- GOAL:
Each record below must be returned exactly as shown.

(Pointing dataset excerpts)
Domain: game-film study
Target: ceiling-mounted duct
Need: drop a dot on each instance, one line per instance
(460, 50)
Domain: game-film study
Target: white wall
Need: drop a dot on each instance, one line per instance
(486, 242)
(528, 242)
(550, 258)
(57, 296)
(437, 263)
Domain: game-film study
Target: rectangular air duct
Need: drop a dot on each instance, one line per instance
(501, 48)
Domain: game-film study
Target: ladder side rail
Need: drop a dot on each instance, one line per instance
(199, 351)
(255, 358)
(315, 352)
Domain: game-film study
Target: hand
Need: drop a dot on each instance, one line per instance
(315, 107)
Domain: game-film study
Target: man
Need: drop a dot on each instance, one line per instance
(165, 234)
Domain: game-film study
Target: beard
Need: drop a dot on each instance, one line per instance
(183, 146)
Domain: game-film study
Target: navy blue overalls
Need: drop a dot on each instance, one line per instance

- TASK SOLUTION:
Domain: game-film study
Target: ceiling-mounted duct
Need: drop a dot on each instance, one line per instance
(460, 50)
Domain: game-film study
Target: white wall
Need: drop a dot on each instance, one line per instance
(486, 242)
(528, 242)
(550, 258)
(57, 296)
(437, 263)
Domain: game-film study
Target: rectangular air duct
Need: drop a dot on each instance, one line per instance
(501, 48)
Domain: game-film study
Target: ladder side rail
Need: drop a dot on each instance, one line per instance
(199, 351)
(255, 358)
(315, 352)
Domain: game-film study
Target: hand
Need: drop a dot on each instance, one line per instance
(315, 107)
Domain: game-film study
Target: man
Need: drop a dot on each instance, one line per instance
(165, 234)
Domain: game-film study
Target: beard
Need: drop a dot on each instance, one line per instance
(183, 146)
Domain: game-film study
Target: navy blue overalls
Need: drop a dot on each instance, one line per instance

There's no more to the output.